*Document text:*
Rebecca Black is the author of Cottonlandia, winner of the Juniper Prize. A 2009 NEA fellow and former Stegner fellow, she lives in San Francisco. She directs the creative writing program at Santa Clara University and is a student in the Iyengar Yoga Institute’s advanced studies program.
Aaron Burch has stories forthcoming in New York Tyrant, Barrelhouse, and PANK. Other “Overcast” shorts have appeared in elimae and Dogzplot. His chapbook, How to Predict the Weather, should be out by the end of the year from Keyhole Books and he is the editor of Hobart.
Thomas Cooper is a PhD student in the Florida State University creative writing department and has work currently appearing in New Orleans Review, Beloit Fiction Journal, Quick Fiction, Lake Effect, and Night Train, among other journals. Cooper’s short story collection, Phantasmagoria, won Keyhole Press’s chapbook contest, judged by Michael Martone, and will be published this summer.
Adam Day’s work has appeared or is forthcoming in The Kenyon Review, American Poetry Review, Antioch Review, Salmagundi, and elsewhere. He helps coordinate the Sarabande Reading Series and the Baltic Writing Residency in Latvia. He has received a grant from the Kentucky Arts Council, and he won the 2008 Madison Review’s Phyllis Smart Young poetry prize and the 2008 St. Louis Poetry Center prize.
Jeff Encke has been published in Barrow Street, Bat City Review, Black Warrior Review, Colorado Review, Columbia: A Journal of Literature & Art, Fence, Octopus Magazine, Salt Hill, Tarpaulin Sky, and 3rd Bed. He has taught writing and criticism at Columbia University in New York and the Richard Hugo House in Seattle.
K. A. Hays’s first book is Dear Apocalypse (Carnegie Mellon, 2009), poems from which have appeared or are forthcoming in Best American Poetry 2009, Best New Poets 2007, Southern Review, Missouri Review, and elsewhere. She currently holds the Emerging Writer Fellowship at Bucknell’s Stadler Center for Poetry. Poems from her in-progress second book have appeared lately or will soon appear in Iowa Review, Poetry Northwest, Prairie Schooner, Gulf Coast, and other venues.

*Work instructions:* Extend the contributor biographies past the K. A. Hays entry, matching the format and tone of the existing entries. The records play no part in the work on this page.

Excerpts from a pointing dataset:
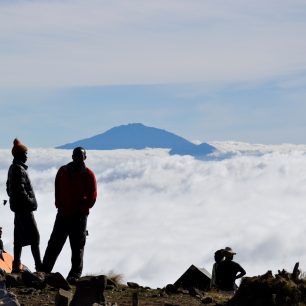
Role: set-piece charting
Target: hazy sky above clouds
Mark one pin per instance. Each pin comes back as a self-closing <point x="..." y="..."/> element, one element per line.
<point x="157" y="214"/>
<point x="206" y="70"/>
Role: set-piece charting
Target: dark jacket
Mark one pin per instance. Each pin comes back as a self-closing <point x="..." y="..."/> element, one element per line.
<point x="75" y="190"/>
<point x="19" y="189"/>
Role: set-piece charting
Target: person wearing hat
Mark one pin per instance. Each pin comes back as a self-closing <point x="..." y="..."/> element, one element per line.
<point x="75" y="195"/>
<point x="22" y="203"/>
<point x="219" y="256"/>
<point x="228" y="271"/>
<point x="1" y="244"/>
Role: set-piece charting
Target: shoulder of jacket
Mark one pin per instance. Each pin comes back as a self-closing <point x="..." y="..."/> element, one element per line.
<point x="90" y="172"/>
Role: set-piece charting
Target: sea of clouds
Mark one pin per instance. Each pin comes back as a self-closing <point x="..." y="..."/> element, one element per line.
<point x="157" y="214"/>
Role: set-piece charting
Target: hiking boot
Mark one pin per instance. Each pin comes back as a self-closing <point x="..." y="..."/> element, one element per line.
<point x="72" y="280"/>
<point x="16" y="267"/>
<point x="39" y="267"/>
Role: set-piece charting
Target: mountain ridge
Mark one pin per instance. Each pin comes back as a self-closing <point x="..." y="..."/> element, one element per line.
<point x="138" y="136"/>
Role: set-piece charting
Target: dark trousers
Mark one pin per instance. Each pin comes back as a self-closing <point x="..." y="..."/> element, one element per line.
<point x="73" y="227"/>
<point x="17" y="255"/>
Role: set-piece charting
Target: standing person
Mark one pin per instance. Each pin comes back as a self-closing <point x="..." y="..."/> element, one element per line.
<point x="228" y="271"/>
<point x="75" y="194"/>
<point x="219" y="256"/>
<point x="1" y="244"/>
<point x="22" y="203"/>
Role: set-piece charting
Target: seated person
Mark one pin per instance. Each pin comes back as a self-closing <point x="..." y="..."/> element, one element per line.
<point x="228" y="271"/>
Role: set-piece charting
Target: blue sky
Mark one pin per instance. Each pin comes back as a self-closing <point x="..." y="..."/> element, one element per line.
<point x="206" y="70"/>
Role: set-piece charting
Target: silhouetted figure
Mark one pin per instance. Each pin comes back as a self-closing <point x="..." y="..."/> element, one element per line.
<point x="1" y="245"/>
<point x="75" y="194"/>
<point x="219" y="256"/>
<point x="22" y="203"/>
<point x="228" y="271"/>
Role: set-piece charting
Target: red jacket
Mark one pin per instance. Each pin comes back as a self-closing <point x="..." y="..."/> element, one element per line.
<point x="75" y="190"/>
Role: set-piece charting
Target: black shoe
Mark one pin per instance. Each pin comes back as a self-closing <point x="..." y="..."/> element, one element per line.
<point x="16" y="267"/>
<point x="72" y="280"/>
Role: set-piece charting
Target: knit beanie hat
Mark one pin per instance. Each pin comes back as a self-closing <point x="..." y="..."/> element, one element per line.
<point x="18" y="147"/>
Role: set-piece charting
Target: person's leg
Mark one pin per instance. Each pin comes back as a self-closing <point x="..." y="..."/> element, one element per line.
<point x="56" y="243"/>
<point x="36" y="255"/>
<point x="17" y="256"/>
<point x="77" y="238"/>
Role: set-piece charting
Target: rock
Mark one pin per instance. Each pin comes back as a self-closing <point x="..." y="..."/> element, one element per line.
<point x="135" y="299"/>
<point x="207" y="300"/>
<point x="63" y="298"/>
<point x="133" y="285"/>
<point x="170" y="289"/>
<point x="89" y="290"/>
<point x="8" y="299"/>
<point x="57" y="280"/>
<point x="195" y="292"/>
<point x="32" y="280"/>
<point x="13" y="280"/>
<point x="111" y="283"/>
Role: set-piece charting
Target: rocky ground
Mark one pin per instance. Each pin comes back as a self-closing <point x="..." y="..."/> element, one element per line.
<point x="122" y="296"/>
<point x="282" y="289"/>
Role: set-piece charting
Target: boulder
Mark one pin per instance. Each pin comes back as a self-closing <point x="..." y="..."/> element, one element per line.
<point x="89" y="290"/>
<point x="57" y="280"/>
<point x="63" y="298"/>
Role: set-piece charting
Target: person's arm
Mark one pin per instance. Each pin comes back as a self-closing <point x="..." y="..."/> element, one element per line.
<point x="57" y="187"/>
<point x="241" y="272"/>
<point x="1" y="250"/>
<point x="91" y="190"/>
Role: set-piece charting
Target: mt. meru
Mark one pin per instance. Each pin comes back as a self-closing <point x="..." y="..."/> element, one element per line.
<point x="138" y="136"/>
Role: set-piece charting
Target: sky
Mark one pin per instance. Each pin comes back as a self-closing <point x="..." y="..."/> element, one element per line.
<point x="207" y="70"/>
<point x="158" y="214"/>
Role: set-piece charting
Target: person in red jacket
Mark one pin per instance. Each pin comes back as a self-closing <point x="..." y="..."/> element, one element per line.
<point x="75" y="194"/>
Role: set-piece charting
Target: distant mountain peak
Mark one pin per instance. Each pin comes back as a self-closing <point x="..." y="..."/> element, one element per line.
<point x="139" y="136"/>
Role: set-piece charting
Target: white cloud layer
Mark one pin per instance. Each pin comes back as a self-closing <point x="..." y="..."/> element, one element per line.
<point x="157" y="214"/>
<point x="73" y="43"/>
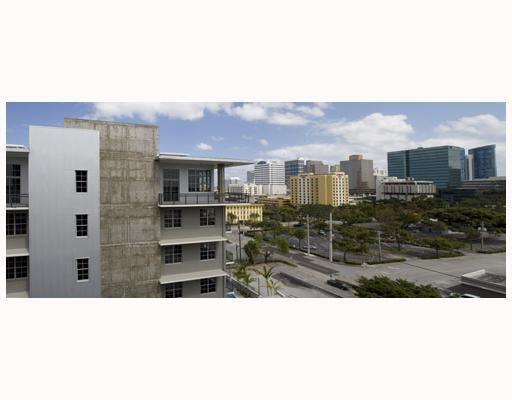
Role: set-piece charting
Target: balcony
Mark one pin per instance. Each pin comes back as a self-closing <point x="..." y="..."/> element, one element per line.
<point x="201" y="198"/>
<point x="17" y="200"/>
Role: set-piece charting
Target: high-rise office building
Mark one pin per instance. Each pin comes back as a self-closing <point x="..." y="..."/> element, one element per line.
<point x="360" y="174"/>
<point x="444" y="165"/>
<point x="316" y="167"/>
<point x="328" y="189"/>
<point x="270" y="174"/>
<point x="484" y="161"/>
<point x="293" y="168"/>
<point x="93" y="210"/>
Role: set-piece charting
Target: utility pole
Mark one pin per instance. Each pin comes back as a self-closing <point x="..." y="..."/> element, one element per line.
<point x="482" y="230"/>
<point x="239" y="242"/>
<point x="307" y="231"/>
<point x="380" y="249"/>
<point x="330" y="236"/>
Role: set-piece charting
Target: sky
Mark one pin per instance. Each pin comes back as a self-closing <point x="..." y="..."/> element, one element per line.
<point x="281" y="131"/>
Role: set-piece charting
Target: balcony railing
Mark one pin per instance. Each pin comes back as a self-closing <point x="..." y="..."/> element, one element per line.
<point x="16" y="200"/>
<point x="202" y="198"/>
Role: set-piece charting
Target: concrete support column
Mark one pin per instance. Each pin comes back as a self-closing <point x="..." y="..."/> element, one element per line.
<point x="221" y="182"/>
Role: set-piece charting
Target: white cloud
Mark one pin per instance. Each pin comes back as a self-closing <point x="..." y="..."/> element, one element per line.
<point x="271" y="113"/>
<point x="203" y="147"/>
<point x="373" y="136"/>
<point x="151" y="111"/>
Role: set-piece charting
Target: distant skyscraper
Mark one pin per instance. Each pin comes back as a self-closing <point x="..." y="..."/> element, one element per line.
<point x="360" y="174"/>
<point x="293" y="168"/>
<point x="316" y="167"/>
<point x="444" y="165"/>
<point x="469" y="168"/>
<point x="271" y="175"/>
<point x="484" y="161"/>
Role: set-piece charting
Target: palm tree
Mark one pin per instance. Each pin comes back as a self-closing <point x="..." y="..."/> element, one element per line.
<point x="267" y="273"/>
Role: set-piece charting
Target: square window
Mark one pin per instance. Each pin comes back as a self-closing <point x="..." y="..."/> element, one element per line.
<point x="16" y="267"/>
<point x="173" y="290"/>
<point x="82" y="269"/>
<point x="207" y="216"/>
<point x="172" y="254"/>
<point x="172" y="218"/>
<point x="208" y="251"/>
<point x="81" y="225"/>
<point x="81" y="181"/>
<point x="208" y="285"/>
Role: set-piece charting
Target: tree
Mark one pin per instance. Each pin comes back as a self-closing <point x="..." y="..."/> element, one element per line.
<point x="440" y="243"/>
<point x="267" y="273"/>
<point x="282" y="245"/>
<point x="470" y="235"/>
<point x="381" y="286"/>
<point x="300" y="234"/>
<point x="253" y="249"/>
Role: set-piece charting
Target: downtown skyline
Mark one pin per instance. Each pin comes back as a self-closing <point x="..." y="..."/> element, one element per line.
<point x="282" y="131"/>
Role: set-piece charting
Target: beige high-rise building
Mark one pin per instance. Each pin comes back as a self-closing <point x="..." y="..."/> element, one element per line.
<point x="329" y="189"/>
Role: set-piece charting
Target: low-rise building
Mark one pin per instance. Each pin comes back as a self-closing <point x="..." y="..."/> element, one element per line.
<point x="247" y="188"/>
<point x="391" y="187"/>
<point x="329" y="189"/>
<point x="244" y="212"/>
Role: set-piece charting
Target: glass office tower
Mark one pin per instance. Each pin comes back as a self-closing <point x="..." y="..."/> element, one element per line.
<point x="484" y="161"/>
<point x="444" y="165"/>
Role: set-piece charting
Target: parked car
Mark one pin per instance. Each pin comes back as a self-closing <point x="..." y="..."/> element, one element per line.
<point x="339" y="284"/>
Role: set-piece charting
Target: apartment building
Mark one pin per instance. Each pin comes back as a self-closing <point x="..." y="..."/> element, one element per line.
<point x="444" y="165"/>
<point x="111" y="216"/>
<point x="244" y="212"/>
<point x="360" y="174"/>
<point x="248" y="188"/>
<point x="403" y="189"/>
<point x="330" y="189"/>
<point x="271" y="176"/>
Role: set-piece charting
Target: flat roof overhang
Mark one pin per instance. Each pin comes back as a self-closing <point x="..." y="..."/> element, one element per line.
<point x="184" y="159"/>
<point x="193" y="240"/>
<point x="192" y="276"/>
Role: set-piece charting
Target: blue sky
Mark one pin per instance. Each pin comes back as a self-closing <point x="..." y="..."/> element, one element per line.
<point x="280" y="131"/>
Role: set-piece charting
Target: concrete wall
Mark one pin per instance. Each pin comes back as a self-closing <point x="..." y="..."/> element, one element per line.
<point x="190" y="224"/>
<point x="130" y="218"/>
<point x="55" y="154"/>
<point x="22" y="160"/>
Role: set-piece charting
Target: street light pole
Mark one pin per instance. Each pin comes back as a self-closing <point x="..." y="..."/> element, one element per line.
<point x="380" y="249"/>
<point x="330" y="236"/>
<point x="239" y="242"/>
<point x="307" y="230"/>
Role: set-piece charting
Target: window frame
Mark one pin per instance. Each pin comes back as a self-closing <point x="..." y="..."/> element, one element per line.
<point x="211" y="248"/>
<point x="18" y="271"/>
<point x="207" y="285"/>
<point x="81" y="182"/>
<point x="200" y="180"/>
<point x="175" y="254"/>
<point x="173" y="219"/>
<point x="209" y="220"/>
<point x="174" y="288"/>
<point x="79" y="267"/>
<point x="79" y="227"/>
<point x="15" y="224"/>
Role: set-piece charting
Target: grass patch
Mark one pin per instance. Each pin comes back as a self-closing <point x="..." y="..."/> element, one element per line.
<point x="492" y="251"/>
<point x="387" y="261"/>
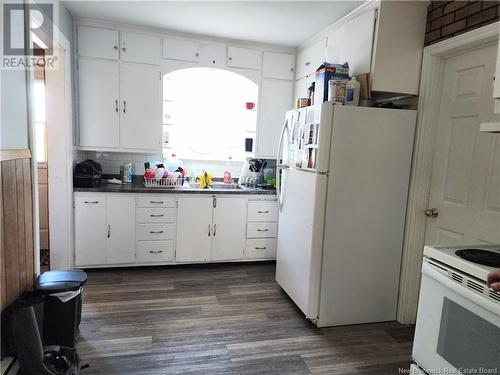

*Answer:*
Brenda Hillman has published seven books and three chapbooks of poetry, including the first two books in a tetrology exploring the four elements of earth, air, water, and fire: Pieces of Air in the Epic, (Wesleyan, 2005), winner of the William Carlos Williams Award from the Poetry Society of America, and Cascadia. The third in this series, Practical Water, has just been released by Wesleyan Press. Loose Sugar (Wesleyan, 1997) was a finalist for the National Book Critics Circle Award, and Bright Existence (Wesleyan, 1993) was a finalist for the Pulitzer Prize. Her poems have appeared in numerous journals, including The Colorado Review, FENCE, the American Poetry Review, and Slate. She is the Olivia Filippi Professor of Poetry at St. Mary’s College in Moraga, California.
Dennis Hinrichsen’s recent books are Kurosawa's Dog, winner of the 2008 FIELD Poetry Prize, and Rip-tooth, winner of the 2010 Tampa Poetry Prize. He has new work in Basalt, Hunger Mountain, Sou'wester, and Third Coast.
Eva Hooker is Professor of English and Writer in Residence at Saint Mary’s College, Notre Dame, Indiana. The Winter Keeper, a hand bound chapbook (Chapiteau Press, 2000), was a finalist for the Minnesota Book Award in poetry in 2001. Her poems have recently appeared or are forthcoming in The New England Review, Agni, The Harvard Review, Salmagundi, Witness, Drunken Boat, and Best New Poets 2008.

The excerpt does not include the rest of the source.